TASK DESCRIPTION -> Copy the records below in full, changing no character.

DATASET EXTRACT ->
##############################

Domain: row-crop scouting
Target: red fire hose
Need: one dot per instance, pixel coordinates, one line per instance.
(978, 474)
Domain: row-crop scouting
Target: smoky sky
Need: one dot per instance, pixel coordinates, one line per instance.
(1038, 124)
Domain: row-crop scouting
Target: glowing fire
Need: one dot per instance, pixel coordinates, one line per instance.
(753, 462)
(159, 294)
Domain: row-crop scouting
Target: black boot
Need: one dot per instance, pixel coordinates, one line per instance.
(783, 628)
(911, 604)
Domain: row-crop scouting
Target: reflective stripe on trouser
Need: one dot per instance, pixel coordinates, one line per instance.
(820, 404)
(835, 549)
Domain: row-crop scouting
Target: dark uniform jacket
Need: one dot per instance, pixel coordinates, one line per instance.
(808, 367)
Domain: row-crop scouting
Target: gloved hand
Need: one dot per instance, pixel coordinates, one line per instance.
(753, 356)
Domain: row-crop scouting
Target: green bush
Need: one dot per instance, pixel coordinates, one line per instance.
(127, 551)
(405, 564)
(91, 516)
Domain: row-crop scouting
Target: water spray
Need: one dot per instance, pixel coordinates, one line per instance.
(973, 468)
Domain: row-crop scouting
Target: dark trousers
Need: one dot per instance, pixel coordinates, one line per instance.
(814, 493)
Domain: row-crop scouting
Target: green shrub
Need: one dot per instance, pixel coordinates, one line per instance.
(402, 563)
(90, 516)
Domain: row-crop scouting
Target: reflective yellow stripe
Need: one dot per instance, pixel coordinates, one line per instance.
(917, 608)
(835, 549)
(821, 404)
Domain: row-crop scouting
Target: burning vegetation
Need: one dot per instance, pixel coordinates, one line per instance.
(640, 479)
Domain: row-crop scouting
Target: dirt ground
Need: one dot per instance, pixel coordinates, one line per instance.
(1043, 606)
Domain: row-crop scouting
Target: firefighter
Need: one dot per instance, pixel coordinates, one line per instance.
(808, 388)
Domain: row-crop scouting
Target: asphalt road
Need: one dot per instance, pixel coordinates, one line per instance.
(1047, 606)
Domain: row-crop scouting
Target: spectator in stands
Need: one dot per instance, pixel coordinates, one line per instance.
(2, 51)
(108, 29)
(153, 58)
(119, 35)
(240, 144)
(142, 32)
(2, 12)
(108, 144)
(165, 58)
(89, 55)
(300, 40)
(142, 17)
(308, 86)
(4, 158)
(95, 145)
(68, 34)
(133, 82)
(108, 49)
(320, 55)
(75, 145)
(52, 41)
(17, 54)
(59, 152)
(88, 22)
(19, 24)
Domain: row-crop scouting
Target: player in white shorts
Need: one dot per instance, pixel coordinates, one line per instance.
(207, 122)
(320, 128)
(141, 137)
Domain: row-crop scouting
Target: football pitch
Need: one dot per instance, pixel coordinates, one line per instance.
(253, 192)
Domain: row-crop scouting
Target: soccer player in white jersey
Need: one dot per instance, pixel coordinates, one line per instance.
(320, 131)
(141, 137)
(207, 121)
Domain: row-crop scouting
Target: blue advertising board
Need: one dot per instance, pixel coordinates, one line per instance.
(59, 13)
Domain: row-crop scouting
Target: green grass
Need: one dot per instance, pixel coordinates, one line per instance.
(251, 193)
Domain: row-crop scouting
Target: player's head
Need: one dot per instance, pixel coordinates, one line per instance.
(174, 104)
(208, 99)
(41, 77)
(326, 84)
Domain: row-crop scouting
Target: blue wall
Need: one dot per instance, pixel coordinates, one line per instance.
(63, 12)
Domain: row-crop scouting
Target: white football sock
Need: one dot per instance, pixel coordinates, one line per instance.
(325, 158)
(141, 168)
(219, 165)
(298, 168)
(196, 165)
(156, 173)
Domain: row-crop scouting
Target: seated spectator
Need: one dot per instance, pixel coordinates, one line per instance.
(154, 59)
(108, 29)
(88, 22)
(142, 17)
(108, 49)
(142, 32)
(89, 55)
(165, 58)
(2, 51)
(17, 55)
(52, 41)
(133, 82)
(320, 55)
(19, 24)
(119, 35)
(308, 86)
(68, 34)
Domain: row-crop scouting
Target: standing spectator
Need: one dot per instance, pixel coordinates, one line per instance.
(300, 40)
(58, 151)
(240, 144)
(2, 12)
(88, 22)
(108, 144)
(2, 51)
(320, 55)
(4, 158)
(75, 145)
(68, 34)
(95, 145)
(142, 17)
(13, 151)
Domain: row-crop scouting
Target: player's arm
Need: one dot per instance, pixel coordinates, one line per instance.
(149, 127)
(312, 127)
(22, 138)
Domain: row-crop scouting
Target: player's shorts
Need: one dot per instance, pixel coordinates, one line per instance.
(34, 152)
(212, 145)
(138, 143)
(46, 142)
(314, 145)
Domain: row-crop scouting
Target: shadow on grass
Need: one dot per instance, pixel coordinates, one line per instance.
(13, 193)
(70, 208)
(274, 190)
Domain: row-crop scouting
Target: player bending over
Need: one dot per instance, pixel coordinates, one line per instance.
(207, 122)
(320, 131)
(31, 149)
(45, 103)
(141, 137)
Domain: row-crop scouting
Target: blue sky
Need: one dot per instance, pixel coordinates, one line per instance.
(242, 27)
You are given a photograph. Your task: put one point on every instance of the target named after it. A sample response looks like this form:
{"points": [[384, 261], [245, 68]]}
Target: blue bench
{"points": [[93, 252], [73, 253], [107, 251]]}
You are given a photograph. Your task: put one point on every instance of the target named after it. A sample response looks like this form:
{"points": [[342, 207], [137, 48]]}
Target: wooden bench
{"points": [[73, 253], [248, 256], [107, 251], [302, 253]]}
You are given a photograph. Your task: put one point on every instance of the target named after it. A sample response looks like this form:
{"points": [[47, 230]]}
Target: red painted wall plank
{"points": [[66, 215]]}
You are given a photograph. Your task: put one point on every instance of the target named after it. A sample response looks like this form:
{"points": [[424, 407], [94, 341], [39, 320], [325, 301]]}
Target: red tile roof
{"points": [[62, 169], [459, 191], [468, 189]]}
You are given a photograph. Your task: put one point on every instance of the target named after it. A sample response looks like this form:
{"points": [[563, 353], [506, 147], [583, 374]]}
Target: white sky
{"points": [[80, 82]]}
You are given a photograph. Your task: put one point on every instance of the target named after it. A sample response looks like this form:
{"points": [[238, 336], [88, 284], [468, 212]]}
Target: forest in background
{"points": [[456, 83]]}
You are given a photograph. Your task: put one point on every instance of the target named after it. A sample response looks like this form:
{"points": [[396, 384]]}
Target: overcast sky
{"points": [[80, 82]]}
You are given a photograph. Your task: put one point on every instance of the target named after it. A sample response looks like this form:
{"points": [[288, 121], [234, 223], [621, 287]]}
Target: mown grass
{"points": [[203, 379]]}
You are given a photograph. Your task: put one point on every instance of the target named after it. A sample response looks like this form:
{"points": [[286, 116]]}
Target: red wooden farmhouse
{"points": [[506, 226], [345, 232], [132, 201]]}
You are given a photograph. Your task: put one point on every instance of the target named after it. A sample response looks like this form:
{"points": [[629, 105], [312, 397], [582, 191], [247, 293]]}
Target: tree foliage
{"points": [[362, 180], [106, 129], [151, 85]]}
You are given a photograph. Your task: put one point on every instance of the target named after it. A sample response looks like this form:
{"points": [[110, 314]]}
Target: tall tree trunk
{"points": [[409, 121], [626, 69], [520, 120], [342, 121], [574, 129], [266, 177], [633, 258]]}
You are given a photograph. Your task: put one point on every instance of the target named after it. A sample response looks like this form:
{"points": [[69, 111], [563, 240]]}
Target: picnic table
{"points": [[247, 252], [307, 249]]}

##############################

RESPONSE ->
Domain: row-crop scouting
Target: red fire hose
Need: one dot per instance, pixel coordinates, one line per instance.
(978, 474)
Domain: row-crop scouting
Target: smoky sky
Need: one dot per instance, pixel coordinates, one line per instance.
(1038, 124)
Domain: row-crop scouting
Target: glowing fire
Need: one dot per instance, pixel coordinates, one line per instance.
(753, 462)
(159, 294)
Domain: row-crop scouting
Target: black boot
Need: one dot per instance, pixel coordinates, one line per instance.
(783, 628)
(911, 604)
Domain: row-crop scouting
Target: reflective stripe on trouser
Need: one dot per instance, pixel coordinates, one line per instance.
(820, 404)
(835, 549)
Domain: row-crop scouting
Target: dark uniform jacket
Need: one dot per instance, pixel coordinates, one line per instance.
(808, 367)
Domain: row-crop scouting
Target: gloved hand
Need: one dot per instance, pixel coordinates, one line per instance.
(753, 356)
Domain: row-crop scouting
Target: green bush
Need: one dot per instance, pixel coordinates, one line per instance.
(127, 551)
(405, 564)
(91, 516)
Domain: row-crop scouting
Target: water spray
Need: one dot per instance, pixel coordinates, one line per instance.
(973, 468)
Domain: row-crop scouting
Target: dark trousers
Need: one dot per instance, pixel coordinates, one line per instance.
(814, 493)
Domain: row-crop scouting
Target: green shrub
Need: one dot per instance, pixel coordinates, one line per instance.
(402, 563)
(90, 516)
Domain: row-crop scouting
Target: reflective yellow stripe
Need: one dot per instance, pixel coordinates, one line per instance.
(917, 608)
(835, 549)
(821, 404)
Domain: row-crop scouting
Target: burning vegetation
Need: one dot per instance, pixel coordinates, one line per instance.
(640, 479)
Domain: row-crop scouting
Target: dirt ground
Need: one dot per instance, pixel coordinates, one line per instance.
(1043, 606)
Domain: row-crop scouting
Target: firefighter
Need: one dot per instance, pixel coordinates, one line per instance.
(808, 388)
Domain: row-crop scouting
Target: asphalt road
Need: one dot per instance, pixel coordinates, one line per instance.
(1047, 606)
Domain: row-crop scouting
Target: spectator in stands
Need: one dot per instance, pixel coordinates, one line per instance.
(2, 51)
(108, 29)
(153, 58)
(119, 35)
(240, 144)
(142, 32)
(2, 12)
(108, 144)
(165, 58)
(89, 55)
(300, 40)
(142, 17)
(308, 86)
(4, 158)
(95, 145)
(68, 34)
(133, 82)
(108, 49)
(320, 55)
(75, 145)
(52, 41)
(17, 54)
(59, 152)
(88, 22)
(19, 24)
Domain: row-crop scouting
Target: player in white shorts
Need: one dot per instance, pixel coordinates, one line per instance.
(207, 122)
(320, 128)
(141, 137)
Domain: row-crop scouting
Target: football pitch
Need: one dot per instance, pixel coordinates, one line per instance.
(253, 192)
Domain: row-crop scouting
Target: soccer player in white jersey
Need: one dot per instance, pixel coordinates, one line per instance.
(320, 131)
(141, 137)
(207, 121)
Domain: row-crop scouting
Target: blue advertising board
Need: one dot per instance, pixel coordinates, one line per instance.
(59, 13)
Domain: row-crop scouting
Target: green grass
Need: one dot per instance, pixel coordinates, one line per instance.
(251, 193)
Domain: row-crop scouting
Target: player's head
Need: one dot per instance, pixel coordinates, one line per instance.
(174, 104)
(208, 99)
(41, 77)
(326, 84)
Domain: row-crop scouting
Target: blue wall
Need: one dot per instance, pixel coordinates, one line per instance.
(63, 12)
Domain: row-crop scouting
Target: white football sock
Need: one dot per instance, pixel coordinates, one line per instance.
(325, 158)
(141, 168)
(219, 165)
(298, 168)
(196, 165)
(156, 173)
Domain: row-crop scouting
Target: seated spectator
Need: one dot per instance, pixel coordinates, one line per instance.
(154, 59)
(108, 29)
(88, 22)
(142, 17)
(108, 49)
(142, 32)
(89, 55)
(165, 58)
(2, 51)
(17, 55)
(52, 41)
(133, 82)
(320, 55)
(19, 24)
(119, 35)
(308, 86)
(68, 34)
Domain: row-crop scouting
Target: standing spectator
Need: one dot per instance, pixel coordinates, one line per instance.
(300, 40)
(58, 151)
(240, 144)
(2, 12)
(88, 22)
(108, 144)
(2, 51)
(320, 55)
(4, 158)
(75, 145)
(68, 34)
(95, 145)
(142, 17)
(13, 151)
Domain: row-crop scouting
Target: player's arm
Need: one dot per instance, pixel coordinates, one line per instance.
(149, 127)
(312, 127)
(22, 138)
Domain: row-crop scouting
Target: player's shorts
Need: one dot per instance, pixel coordinates, one line per instance.
(34, 152)
(212, 145)
(138, 143)
(46, 142)
(314, 145)
Domain: row-crop scouting
Target: shadow on grass
Need: one dot per instance, pixel coordinates, one line per instance.
(13, 193)
(70, 208)
(274, 190)
Domain: row-crop scouting
Target: player bending over
Need: one dot per instance, pixel coordinates, one line per instance.
(207, 122)
(320, 131)
(31, 149)
(45, 103)
(141, 137)
Domain: row-crop scouting
Target: blue sky
Need: one dot per instance, pixel coordinates, one line per instance.
(242, 27)
You are given a photograph. Your task: put one point on every instance of the target named after it. A sample response looks like this form:
{"points": [[384, 261], [245, 68]]}
Target: blue bench
{"points": [[93, 252], [73, 253], [107, 251]]}
You are given a photograph. Your task: put one point on every instance of the target named after it. A sample response looks like this form:
{"points": [[342, 207], [137, 48]]}
Target: wooden bench
{"points": [[73, 253], [248, 256], [107, 251], [302, 253]]}
You are given a photograph. Your task: put one point on every instance of the target named after it. A sample response looks like this form:
{"points": [[47, 230]]}
Target: red painted wall plank
{"points": [[66, 215]]}
You are given a photograph. Your task: put one point on every instance of the target named after it. A sample response looks like this form:
{"points": [[424, 407], [94, 341], [39, 320], [325, 301]]}
Target: red tile roof
{"points": [[62, 169], [459, 191], [468, 189]]}
You are given a photograph. Your task: put one point on every instance of the target named after it. A sample response looks like this form:
{"points": [[563, 353], [506, 147], [583, 374]]}
Target: white sky
{"points": [[80, 82]]}
You are given a photograph. Your task: put one point on every instance of the target named after it. A sample response looks like this form:
{"points": [[238, 336], [88, 284], [468, 212]]}
Target: forest in background
{"points": [[456, 83]]}
You are given a photograph. Your task: put one point on every instance of the target named after it. A sample response looks like this form:
{"points": [[396, 384]]}
Target: overcast sky
{"points": [[80, 82]]}
You are given a photograph. Your task: put one point on every instance of the target named after it. A sample response looks like this form:
{"points": [[288, 121], [234, 223], [621, 287]]}
Target: mown grass
{"points": [[203, 379]]}
You are given a photograph. Your task: put one point on every instance of the target named after it. A sample response looks like this form:
{"points": [[286, 116]]}
Target: red wooden farmhouse
{"points": [[506, 226], [345, 232], [132, 201]]}
You are given a photograph. Your task: put one point on every instance of the target named after it. A sample response looks like this form:
{"points": [[629, 105], [312, 397], [582, 191], [247, 293]]}
Target: tree foliage
{"points": [[362, 180], [106, 129], [151, 85]]}
You are given a photograph. Your task: put one point on every instance of the target named after it. A sample response looks like this form:
{"points": [[110, 314]]}
Target: tall tree trunk
{"points": [[409, 121], [626, 69], [520, 120], [342, 121], [574, 129], [266, 177], [633, 258]]}
You are given a photograph. Your task: put one point on every instance of the target named after it. A sample response looks like this form:
{"points": [[69, 111], [563, 240]]}
Target: picnic table
{"points": [[247, 252], [307, 249]]}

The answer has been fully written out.